## Items drawn from a collection
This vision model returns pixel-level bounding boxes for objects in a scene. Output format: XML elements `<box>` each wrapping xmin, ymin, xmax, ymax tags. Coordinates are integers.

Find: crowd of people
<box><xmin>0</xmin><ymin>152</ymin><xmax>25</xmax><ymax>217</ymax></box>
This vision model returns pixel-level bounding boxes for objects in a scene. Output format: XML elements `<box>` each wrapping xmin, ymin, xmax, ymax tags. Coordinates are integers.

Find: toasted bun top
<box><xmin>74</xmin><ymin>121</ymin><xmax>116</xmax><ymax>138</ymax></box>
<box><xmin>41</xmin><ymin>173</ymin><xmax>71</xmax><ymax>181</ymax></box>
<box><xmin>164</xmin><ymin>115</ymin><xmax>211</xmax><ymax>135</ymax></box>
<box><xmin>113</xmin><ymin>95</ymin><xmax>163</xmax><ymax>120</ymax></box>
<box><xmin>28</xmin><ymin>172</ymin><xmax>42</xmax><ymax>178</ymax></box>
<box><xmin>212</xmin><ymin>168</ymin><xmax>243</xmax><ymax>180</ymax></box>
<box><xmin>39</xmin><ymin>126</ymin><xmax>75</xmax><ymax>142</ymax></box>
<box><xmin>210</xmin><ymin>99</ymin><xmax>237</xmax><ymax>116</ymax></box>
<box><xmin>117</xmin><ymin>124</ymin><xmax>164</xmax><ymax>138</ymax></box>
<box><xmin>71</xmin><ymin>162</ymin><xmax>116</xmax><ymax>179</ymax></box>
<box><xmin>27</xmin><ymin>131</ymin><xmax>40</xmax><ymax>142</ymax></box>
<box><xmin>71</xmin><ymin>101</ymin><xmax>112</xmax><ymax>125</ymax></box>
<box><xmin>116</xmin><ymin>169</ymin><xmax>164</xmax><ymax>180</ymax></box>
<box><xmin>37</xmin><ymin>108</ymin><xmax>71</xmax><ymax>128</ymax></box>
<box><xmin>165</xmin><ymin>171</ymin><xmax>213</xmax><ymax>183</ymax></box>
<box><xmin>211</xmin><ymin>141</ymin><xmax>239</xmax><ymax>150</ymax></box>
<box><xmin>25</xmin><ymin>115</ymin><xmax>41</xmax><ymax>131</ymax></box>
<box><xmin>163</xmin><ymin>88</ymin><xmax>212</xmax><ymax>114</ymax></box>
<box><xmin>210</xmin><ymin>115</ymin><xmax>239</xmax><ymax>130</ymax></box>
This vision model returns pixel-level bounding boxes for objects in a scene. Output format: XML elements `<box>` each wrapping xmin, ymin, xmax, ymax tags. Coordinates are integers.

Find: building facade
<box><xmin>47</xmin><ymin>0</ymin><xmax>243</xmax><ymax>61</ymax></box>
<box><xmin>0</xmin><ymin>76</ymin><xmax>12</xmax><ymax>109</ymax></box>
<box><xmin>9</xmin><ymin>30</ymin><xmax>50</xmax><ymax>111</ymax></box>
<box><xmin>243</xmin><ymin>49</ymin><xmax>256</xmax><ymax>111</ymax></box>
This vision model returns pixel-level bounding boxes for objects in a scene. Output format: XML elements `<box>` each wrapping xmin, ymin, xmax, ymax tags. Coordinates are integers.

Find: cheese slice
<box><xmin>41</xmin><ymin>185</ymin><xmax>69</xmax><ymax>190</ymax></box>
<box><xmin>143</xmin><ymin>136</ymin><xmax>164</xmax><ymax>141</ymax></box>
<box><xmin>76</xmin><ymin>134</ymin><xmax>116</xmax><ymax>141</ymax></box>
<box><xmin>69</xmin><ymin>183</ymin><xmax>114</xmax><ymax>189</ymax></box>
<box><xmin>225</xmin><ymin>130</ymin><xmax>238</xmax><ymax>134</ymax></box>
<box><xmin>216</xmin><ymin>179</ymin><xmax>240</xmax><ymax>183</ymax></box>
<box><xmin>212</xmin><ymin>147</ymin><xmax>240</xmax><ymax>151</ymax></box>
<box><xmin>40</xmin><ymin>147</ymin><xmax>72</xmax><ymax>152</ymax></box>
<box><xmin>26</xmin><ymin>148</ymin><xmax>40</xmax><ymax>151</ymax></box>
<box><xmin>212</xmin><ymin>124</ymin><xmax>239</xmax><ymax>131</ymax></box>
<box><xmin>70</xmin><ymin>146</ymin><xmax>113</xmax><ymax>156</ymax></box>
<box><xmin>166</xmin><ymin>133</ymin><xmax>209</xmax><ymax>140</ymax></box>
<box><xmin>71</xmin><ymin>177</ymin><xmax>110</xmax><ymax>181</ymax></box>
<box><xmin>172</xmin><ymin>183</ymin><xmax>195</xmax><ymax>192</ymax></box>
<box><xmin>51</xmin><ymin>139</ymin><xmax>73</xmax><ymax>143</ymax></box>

## WHAT TO DO
Count the lines in the items above that contain the string "Find", matching case exactly, and reply with the number alone.

## SOLUTION
4